GOAL A:
Answer these questions about the passage on faithfulness in small duties:
(i) What does sanctification consist in?
(ii) How old was Joseph when he was made second-in-command to Pharoah?
(iii) How many years of famine did Pharoah's dream foretell?

SELECTED EXCERPT:
Let a living faith run like threads of gold through the performance of even the smallest duties. Then all the daily work will promote Christian growth. There will be a continual looking unto Jesus. Love for Him will give vital force to everything that is undertaken. Thus through the right use of our talents, we may link ourselves by a golden chain to the higher world. This is true sanctification; for sanctification consists in the cheerful performance of daily duties in perfect obedience to the will of God.

But many Christians are waiting for some great work to be brought to them. Because they cannot find a place large enough to satisfy their ambition, they fail to perform faithfully the common duties of life. These seem to them uninteresting. Day by day they let slip opportunities for showing their faithfulness to God. While they are waiting for some great work, life passes away, its purposes unfulfilled, its work unaccomplished.

In the Old Testament, the bible character of Joseph is one of the finest examples of submission to the Lord’s character-training program. When his bright future as his father’s favored son was suddenly cut short, he fully embraced his new and much less glorious future as a slave in Egypt.

Being faithful to God, and to his earthly master, put him into good favor again, but then his refusal to sin with his master’s wife again plunged him into the inglorious depths of prison.

But again he accepted his lot, and his faithfulness brought him into favor with the prison keeper.

A while later, he interpreted the dreams of two of Pharoah’s helpers, which interpretations proved to be correct. Although Joseph hoped that one of these helpers would remember him and help to get him out of the prison, this did not happen.

However, two years later, when Pharoah dreamed a dream, his helper then remembered his promise to Joseph, and mentioned him to Pharoah as an interpreter of dreams.

Joseph was taken from the prison, and God gave him the interpretation of Pharoah’s dream, regarding the seven years of plenty and seven years of famine that were to come upon the land. Pharoah was so impressed with the interpretation, and with Joseph’s advice to lay up food for the seven years famine, that he made Joseph second-in-command to himself.

Joseph was thirty years old at that time. He had been about 17 or 18 years old when he first entered Egypt. So 12 years were spent doing the “little things” which prepared him for the greater work as ruler over Egypt. These “little things” consisted of faithfulness in small details of household matters and faithfulness in prison.

His faithfulness to God was proved and strengthened in the kind of situations and work that most men would have despised and avoided. Up until the time he was freed from prison, most people would have considered his life a “failure.” But God is not concerned with making a big show before the world. His work is the development of character. This is the great need of humanity, and it is developed in the faithful performance of little duties and tasks.

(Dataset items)
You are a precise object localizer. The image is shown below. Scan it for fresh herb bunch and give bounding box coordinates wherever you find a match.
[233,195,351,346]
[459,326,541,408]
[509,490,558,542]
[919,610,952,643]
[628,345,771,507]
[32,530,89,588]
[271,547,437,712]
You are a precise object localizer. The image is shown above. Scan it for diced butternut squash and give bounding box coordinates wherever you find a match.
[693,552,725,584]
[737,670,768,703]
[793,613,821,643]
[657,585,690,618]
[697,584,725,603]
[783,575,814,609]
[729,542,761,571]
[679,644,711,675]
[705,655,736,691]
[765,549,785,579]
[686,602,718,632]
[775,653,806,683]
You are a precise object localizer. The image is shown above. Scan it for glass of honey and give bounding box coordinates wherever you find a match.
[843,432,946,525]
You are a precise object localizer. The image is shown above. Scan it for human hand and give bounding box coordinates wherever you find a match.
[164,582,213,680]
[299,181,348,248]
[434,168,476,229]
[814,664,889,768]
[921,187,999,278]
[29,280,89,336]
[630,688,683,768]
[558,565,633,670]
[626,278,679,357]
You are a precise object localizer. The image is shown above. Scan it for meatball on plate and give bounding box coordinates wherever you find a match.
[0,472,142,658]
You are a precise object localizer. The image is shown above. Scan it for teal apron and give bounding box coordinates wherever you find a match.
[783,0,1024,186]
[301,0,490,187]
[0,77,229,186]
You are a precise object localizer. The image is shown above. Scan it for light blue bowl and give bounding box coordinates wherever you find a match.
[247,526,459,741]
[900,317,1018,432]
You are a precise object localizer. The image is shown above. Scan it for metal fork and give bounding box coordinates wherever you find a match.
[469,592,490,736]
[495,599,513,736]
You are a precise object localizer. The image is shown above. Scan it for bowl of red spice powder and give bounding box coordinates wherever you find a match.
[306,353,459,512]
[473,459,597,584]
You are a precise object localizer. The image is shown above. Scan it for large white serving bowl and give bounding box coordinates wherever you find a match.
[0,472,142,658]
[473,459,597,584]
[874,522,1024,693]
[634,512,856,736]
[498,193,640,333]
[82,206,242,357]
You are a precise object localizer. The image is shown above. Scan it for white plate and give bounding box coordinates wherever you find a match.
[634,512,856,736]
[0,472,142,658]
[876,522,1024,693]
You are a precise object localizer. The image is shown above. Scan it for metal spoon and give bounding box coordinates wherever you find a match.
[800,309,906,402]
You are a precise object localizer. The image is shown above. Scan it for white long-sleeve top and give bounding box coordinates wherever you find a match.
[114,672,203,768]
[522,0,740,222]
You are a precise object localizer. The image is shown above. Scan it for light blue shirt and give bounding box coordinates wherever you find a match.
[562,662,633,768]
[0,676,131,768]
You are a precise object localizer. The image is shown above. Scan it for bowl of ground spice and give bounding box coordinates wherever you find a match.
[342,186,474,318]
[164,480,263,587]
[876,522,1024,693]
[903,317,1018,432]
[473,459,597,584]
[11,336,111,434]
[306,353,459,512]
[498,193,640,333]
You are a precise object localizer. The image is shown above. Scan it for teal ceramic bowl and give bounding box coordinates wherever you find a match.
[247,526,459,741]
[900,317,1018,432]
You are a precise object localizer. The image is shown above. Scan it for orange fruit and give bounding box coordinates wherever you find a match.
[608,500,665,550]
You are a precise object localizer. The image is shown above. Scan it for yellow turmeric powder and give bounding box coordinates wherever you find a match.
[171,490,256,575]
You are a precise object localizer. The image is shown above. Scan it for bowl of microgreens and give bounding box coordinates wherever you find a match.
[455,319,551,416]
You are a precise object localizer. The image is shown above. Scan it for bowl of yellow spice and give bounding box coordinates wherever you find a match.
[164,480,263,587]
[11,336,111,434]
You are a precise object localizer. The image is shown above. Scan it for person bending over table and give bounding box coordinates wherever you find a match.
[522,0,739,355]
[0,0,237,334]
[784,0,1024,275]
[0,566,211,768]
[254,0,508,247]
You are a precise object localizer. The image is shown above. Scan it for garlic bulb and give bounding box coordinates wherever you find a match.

GOAL B: Please put the entries, from the first line of the entries through the line containing "[271,547,437,712]", into a JSON list of strings, one string per line, with blank lines left out.

COMPLETE RESPONSE A:
(i) The cheerful performance of daily duties in perfect obedience to the will of God.
(ii) Thirty years old.
(iii) Seven years.

COMPLETE RESPONSE B:
[
  "You are a precise object localizer. The image is shown below. Scan it for fresh herb bunch and give bounding box coordinates wherever you find a match.",
  "[233,195,351,346]",
  "[459,326,541,408]",
  "[509,490,558,542]",
  "[919,610,952,643]",
  "[628,345,771,507]",
  "[32,530,89,588]",
  "[271,547,437,712]"
]